__Text shown__.
## begin

The transition from single-machine to fleet-scale reasoning requires extending these models with new dimensions: network topology, failure probability, and coordination overhead. The numbers in the next section provide the quantitative foundation for that extension.

Numbers Every Fleet Engineer Should Know

Just as single-machine analysis depends on a set of core numbers, fleet-scale engineering is governed by a set of predictable ratios and scaling behaviors. The single-machine numbers still apply within each node, but a new set of numbers governs the spaces between nodes. While absolute values evolve with hardware generations, the ratios between communication tiers and the scaling behavior of failure rates remain remarkably stable. Memorize the ratios and scaling trends; use the specific numbers as sanity checks.

Systems Perspective 1.1: Node-level numbers for fleet reasoning

Fleet reasoning depends on a few node-level numbers that directly affect fleet design: the training state rule of about 14 bytes per parameter for common Adam checkpoint state, with larger footprints when gradients, activations, metadata, or extra optimizer buffers are included; NVLink vs. HBM bandwidth for intra-node parallelism placement; and peak FLOP/s and HBM capacity for MFU, effective FLOP/s, batch sizing, and model sharding. Table 2 and the communication numbers below give inter-node and current-generation values; the memory hierarchy and roofline ridge points within a node provide the necessary baseline.

Those node-level baselines make the fleet-level ratios easier to interpret.

Systems Perspective 1.2: Three fleet numbers that matter most

Bandwidth gap: NVLink per-direction bandwidth within a node is ~9× faster than an InfiniBand NDR port between nodes. This ratio determines where parallelism boundaries belong—model parallelism within a node, data parallelism across nodes.
MTBF scaling: A cluster’s mean time between failures is the single-component MTBF divided by the number of components (\(1/N\) scaling). At 100,000 GPUs, expect a failure every 30 minutes.
Effective utilization: After MFU, scaling efficiency, and overhead losses compound, a cluster with 1,024 GPUs delivers roughly 19.2 percent of its peak FLOP/s as useful training work.

## end

__Provided material__.

## begin

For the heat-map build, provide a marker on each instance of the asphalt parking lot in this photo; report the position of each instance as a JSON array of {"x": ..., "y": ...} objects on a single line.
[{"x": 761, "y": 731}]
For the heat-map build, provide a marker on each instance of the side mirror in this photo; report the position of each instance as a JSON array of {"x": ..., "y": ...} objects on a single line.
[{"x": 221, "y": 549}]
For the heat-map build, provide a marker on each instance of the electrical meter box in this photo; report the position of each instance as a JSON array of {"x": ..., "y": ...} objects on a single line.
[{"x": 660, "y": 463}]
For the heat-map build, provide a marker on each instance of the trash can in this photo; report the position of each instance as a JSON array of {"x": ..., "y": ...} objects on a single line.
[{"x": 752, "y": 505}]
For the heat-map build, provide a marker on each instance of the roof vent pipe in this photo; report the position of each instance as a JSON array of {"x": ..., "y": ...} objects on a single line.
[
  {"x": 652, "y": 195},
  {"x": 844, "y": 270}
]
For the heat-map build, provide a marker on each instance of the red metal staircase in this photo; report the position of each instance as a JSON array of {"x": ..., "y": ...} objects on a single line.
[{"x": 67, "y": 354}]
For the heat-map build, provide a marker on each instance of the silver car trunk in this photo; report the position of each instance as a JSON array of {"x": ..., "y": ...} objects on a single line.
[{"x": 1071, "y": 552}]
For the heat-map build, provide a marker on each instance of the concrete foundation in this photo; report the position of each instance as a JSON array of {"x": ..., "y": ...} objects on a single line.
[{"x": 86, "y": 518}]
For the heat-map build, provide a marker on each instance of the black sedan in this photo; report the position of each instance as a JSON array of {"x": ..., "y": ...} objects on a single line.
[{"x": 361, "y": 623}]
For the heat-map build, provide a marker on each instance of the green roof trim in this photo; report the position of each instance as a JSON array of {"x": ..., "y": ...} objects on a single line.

## end

__Written instruction 1__.
Answer these questions about the text on fleet engineering numbers:
(a) About how many bytes per parameter does the training state rule give for common Adam checkpoint state?
(b) How many times faster is NVLink per-direction bandwidth within a node than an InfiniBand NDR port between nodes?
(c) At 100,000 GPUs, how often should a failure be expected?
__Written instruction 2__. Retype the text on fleet engineering numbers from "Systems Perspective 1.2: Three" to "parallelism across nodes.".
__Written instruction 3__. Write what comes next in the text on fleet engineering numbers, starting after its last sentence.
None of the entries is needed for this work.

__Expected output 1__.
(a) About 14 bytes per parameter.
(b) About 9 times faster.
(c) Every 30 minutes.

__Expected output 2__.
Systems Perspective 1.2: Three fleet numbers that matter most

Bandwidth gap: NVLink per-direction bandwidth within a node is ~9× faster than an InfiniBand NDR port between nodes. This ratio determines where parallelism boundaries belong—model parallelism within a node, data parallelism across nodes.

__Expected output 3__.
Quick reference—table 2 condenses the fleet-scale numbers into one place. Use it for back-of-envelope checks; use the detailed tables in each subsection when designing or debugging.

Table 2: Numbers Every Fleet Engineer Should Know (Quick Reference): One-page summary of the fleet-scale reference numbers in this section. See table 3 and table 4 for Communication, table 5 for Compute, and table 6 for Coordination.

Category	Number	Use
Communication	NVLink per-direction bandwidth ~9× IB NDR	Parallelism boundary (in-node vs. cross-node)
Communication	IB NDR ~50 GB/s, ~5 μs one-way	Inter-node bandwidth and latency
Compute	MFU 30–50%, \(\eta_{\text{scaling}}\) ~50% @ 1K, ~35% @ 8K	Effective FLOP/s and scaling sanity checks
Coordination	MTBF 8K: ~366.2 min; 100K: ~30 min	Failure expectation and checkpoint cadence
Coordination	175B checkpoint ~2450 GB (14 B/param common Adam state)	Recovery and storage sizing
Coordination	Goodput ~77% after overheads	Wall-clock utilization
Power & sustainability	AI rack ~70 kW; air limit ~30 kW	Cooling feasibility (liquid required above air limit)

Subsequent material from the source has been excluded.